[PROVIDED MATERIAL start]

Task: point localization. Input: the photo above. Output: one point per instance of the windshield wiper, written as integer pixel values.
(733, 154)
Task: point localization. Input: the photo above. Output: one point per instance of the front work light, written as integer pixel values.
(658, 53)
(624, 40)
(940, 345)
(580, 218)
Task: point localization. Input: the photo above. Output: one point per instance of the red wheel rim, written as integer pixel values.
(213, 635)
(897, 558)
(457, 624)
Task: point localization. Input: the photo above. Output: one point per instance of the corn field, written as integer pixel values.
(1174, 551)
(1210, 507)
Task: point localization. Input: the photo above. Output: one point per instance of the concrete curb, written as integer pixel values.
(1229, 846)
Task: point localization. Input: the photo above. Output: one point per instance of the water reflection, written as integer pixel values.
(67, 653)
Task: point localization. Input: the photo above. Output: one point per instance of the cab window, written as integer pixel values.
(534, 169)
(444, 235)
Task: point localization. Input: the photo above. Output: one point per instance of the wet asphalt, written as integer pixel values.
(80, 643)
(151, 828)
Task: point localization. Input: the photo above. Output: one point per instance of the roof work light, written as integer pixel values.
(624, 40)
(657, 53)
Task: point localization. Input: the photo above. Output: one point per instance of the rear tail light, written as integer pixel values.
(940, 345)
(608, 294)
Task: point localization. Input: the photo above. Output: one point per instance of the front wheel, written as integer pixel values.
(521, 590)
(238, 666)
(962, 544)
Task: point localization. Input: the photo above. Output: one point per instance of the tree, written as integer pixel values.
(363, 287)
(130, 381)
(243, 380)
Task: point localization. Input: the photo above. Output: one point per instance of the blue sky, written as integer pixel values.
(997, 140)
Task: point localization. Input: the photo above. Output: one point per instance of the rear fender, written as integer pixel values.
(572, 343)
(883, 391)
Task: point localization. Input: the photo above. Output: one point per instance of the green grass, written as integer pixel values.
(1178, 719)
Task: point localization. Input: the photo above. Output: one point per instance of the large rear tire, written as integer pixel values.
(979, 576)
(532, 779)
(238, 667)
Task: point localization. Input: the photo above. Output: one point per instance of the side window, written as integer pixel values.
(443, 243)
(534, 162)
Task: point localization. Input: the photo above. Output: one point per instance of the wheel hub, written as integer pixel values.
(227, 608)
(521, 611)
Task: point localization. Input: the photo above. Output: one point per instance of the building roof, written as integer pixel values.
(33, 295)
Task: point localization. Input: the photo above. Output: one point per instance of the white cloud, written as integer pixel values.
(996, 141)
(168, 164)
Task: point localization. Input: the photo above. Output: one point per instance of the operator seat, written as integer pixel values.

[PROVIDED MATERIAL end]

**DIRECTIVE:** Please give the records above as a Markdown table with the columns No. and Line, one numbered row per line, leaving out any blank lines.

**PROBLEM SOLUTION:**
| No. | Line |
|---|---|
| 1 | Task: point localization. Input: the photo above. Output: one point per instance of the windshield wiper, written as integer pixel values. |
| 2 | (733, 154) |
| 3 | Task: point localization. Input: the photo above. Output: one point per instance of the front work light, written as integer pixel values. |
| 4 | (658, 53) |
| 5 | (624, 40) |
| 6 | (940, 345) |
| 7 | (580, 218) |
| 8 | Task: point localization. Input: the photo above. Output: one point per instance of the red wheel rim, written as integer pixel values. |
| 9 | (213, 635) |
| 10 | (897, 558) |
| 11 | (457, 624) |
| 12 | Task: point localization. Input: the photo above. Output: one point per instance of the corn field, written as integer pixel values. |
| 13 | (1174, 551) |
| 14 | (1210, 507) |
| 15 | Task: point localization. Input: the photo above. Output: one point per instance of the concrete curb, written as integer pixel values. |
| 16 | (1229, 846) |
| 17 | Task: point localization. Input: the photo above. Output: one point per instance of the water reflection, written as integer pixel values. |
| 18 | (67, 653) |
| 19 | Task: point localization. Input: the photo above. Output: one point per instance of the cab window, written as integer pixel values. |
| 20 | (534, 169) |
| 21 | (444, 235) |
| 22 | Task: point localization. Input: the photo above. Output: one point per instance of the wet asphalt, written as integer pixel values. |
| 23 | (80, 643) |
| 24 | (151, 828) |
| 25 | Task: point localization. Input: the photo above. Output: one point per instance of the roof work light, written as integer pixel values. |
| 26 | (624, 40) |
| 27 | (657, 53) |
| 28 | Task: point localization. Input: the photo above. Output: one point per instance of the rear tail light, written as integer pixel values. |
| 29 | (940, 345) |
| 30 | (608, 294) |
| 31 | Task: point localization. Input: the photo above. Output: one point per instance of the front wheel, written as integer pixel values. |
| 32 | (521, 590) |
| 33 | (238, 666) |
| 34 | (962, 544) |
| 35 | Task: point localization. Input: the photo above. Output: one point per instance of the tree, written as integer pixel values. |
| 36 | (363, 287) |
| 37 | (130, 381) |
| 38 | (243, 380) |
| 39 | Task: point localization. Input: the photo above. Output: one point per instance of the blue sky, written as integer pixel values. |
| 40 | (997, 140) |
| 41 | Task: point localization. Input: the photo above. Output: one point per instance of the rear fender, written as integer pixel values. |
| 42 | (572, 343) |
| 43 | (883, 391) |
| 44 | Task: point localization. Input: the photo above. Output: one point per instance of the green grass, written as integer pixel values. |
| 45 | (1178, 719) |
| 46 | Task: point localization. Input: the photo above. Output: one point per instance of the large rear tire, written as integer pixel values. |
| 47 | (979, 576) |
| 48 | (532, 779) |
| 49 | (238, 667) |
| 50 | Task: point localization. Input: the photo above. Output: one point per instance of the side window, written as integer pixel values. |
| 51 | (443, 243) |
| 52 | (534, 162) |
| 53 | Task: point localization. Input: the photo above. Output: one point per instance of the wheel hub, written as integer pixel values. |
| 54 | (227, 608) |
| 55 | (521, 611) |
| 56 | Task: point localization. Input: the photo above. Output: one point per instance of the building roof, written as integer pixel values. |
| 57 | (33, 295) |
| 58 | Task: point localization. Input: the photo above. Output: one point per instance of the white cloud, written as integer pixel values. |
| 59 | (996, 141) |
| 60 | (168, 164) |
| 61 | Task: point localization. Input: the photo above. Output: one point per instance of the operator seat, written as integer pixel values. |